WHAT THE EXERCISE ASKS: Each entry is to be given again word for word; images are dropped.

[Stored data entries]
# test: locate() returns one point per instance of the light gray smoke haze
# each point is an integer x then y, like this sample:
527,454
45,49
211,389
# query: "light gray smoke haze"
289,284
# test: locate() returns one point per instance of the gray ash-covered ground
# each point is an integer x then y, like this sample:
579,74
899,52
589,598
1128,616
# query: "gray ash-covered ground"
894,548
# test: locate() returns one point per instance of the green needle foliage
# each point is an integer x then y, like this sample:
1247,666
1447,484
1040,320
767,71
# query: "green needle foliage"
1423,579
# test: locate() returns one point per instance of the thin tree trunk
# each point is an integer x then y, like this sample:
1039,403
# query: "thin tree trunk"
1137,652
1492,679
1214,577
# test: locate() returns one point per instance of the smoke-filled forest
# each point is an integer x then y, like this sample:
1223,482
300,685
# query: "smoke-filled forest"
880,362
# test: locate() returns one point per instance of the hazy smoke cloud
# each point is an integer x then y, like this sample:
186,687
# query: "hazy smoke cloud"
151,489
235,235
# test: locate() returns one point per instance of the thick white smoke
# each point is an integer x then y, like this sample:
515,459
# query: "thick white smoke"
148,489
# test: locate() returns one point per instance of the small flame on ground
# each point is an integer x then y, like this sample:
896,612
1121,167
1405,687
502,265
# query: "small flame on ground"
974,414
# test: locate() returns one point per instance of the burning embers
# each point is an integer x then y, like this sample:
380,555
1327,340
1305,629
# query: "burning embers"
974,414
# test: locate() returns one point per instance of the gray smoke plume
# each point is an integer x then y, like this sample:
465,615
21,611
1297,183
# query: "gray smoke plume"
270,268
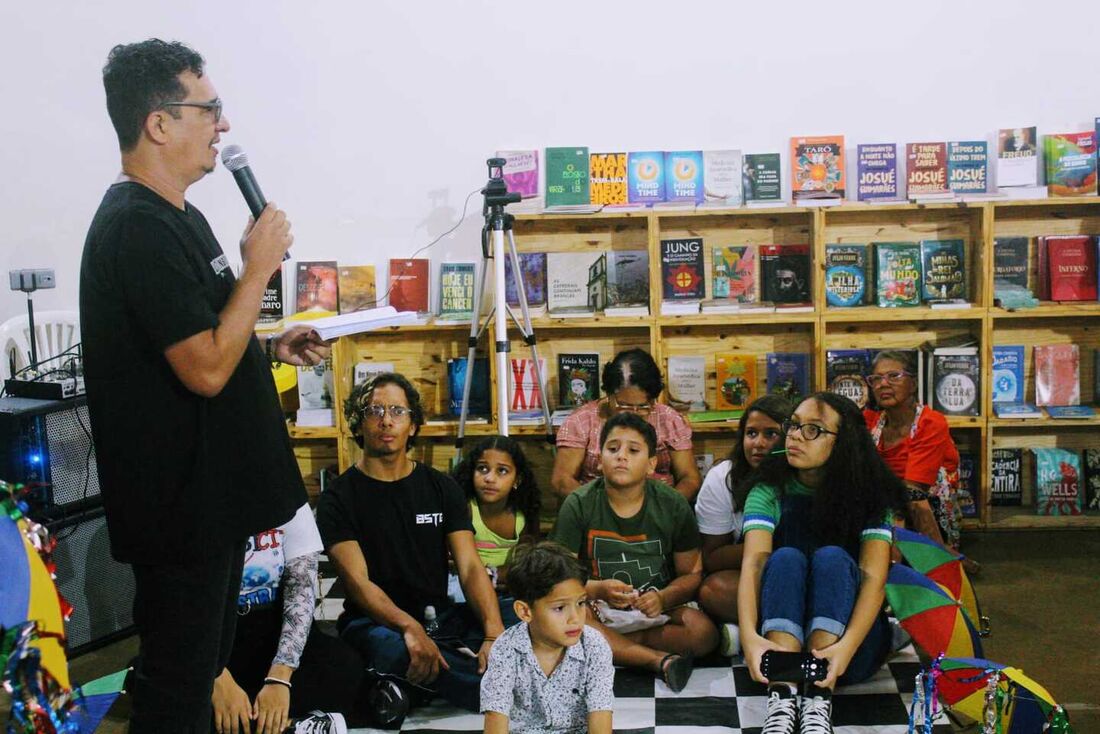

ANSWER FOR THE TASK:
# test: locate() returns one point per instance of the light gray smoke haze
# each point is an integer x then y, like this sample:
527,454
45,49
211,389
# query: "light gray smoke haze"
289,284
# test: locate() returns one point per instance of the gray ash-covered ground
# each point is an integer x then y, like this sample:
579,74
899,52
589,598
1128,616
# query: "gray ash-covered ground"
894,548
# test: locate() returns one point per instance of the green needle foliage
# each point is an integer x then y, like this sample:
1247,666
1447,484
1040,320
767,71
# query: "green needle foliage"
1423,579
# test: locate() returns one point per instance of the thin tree trunk
# each point is an integer x then y, like this sample:
1039,403
# query: "thin tree trunk"
1137,652
1492,679
1214,577
# test: locate() returns one point per instance of the smoke-filled forest
# each point is an integer x then y, like this sample:
1223,482
300,685
# query: "smoke-filled forest"
880,362
# test: locate() returns one point per instance of the hazy smoke cloud
# each point is an integer x then y, like this sample:
186,687
# query: "hazy smoke cloud"
151,489
235,235
# test: locate() returns one point per instance of the thick white smoke
# each point is an integer x then y, like this sample:
515,459
# query: "thick white smoke"
148,489
# test: locate() returns one point per instance of the small flame on ground
# each point is an integer x then y, like this sample:
896,612
1121,167
1405,687
502,265
# query: "small flame on ground"
974,414
# test: locate() returns one point per instance of the burning embers
# each point is an integer x then y, like this sample:
380,555
1327,340
1305,629
# query: "burning embers"
974,414
# test: locate() returns one point per instance of the gray smoke plume
# each point is an integer x then y, like this sample:
465,615
21,611
1297,183
# query: "gray smoke plume"
270,268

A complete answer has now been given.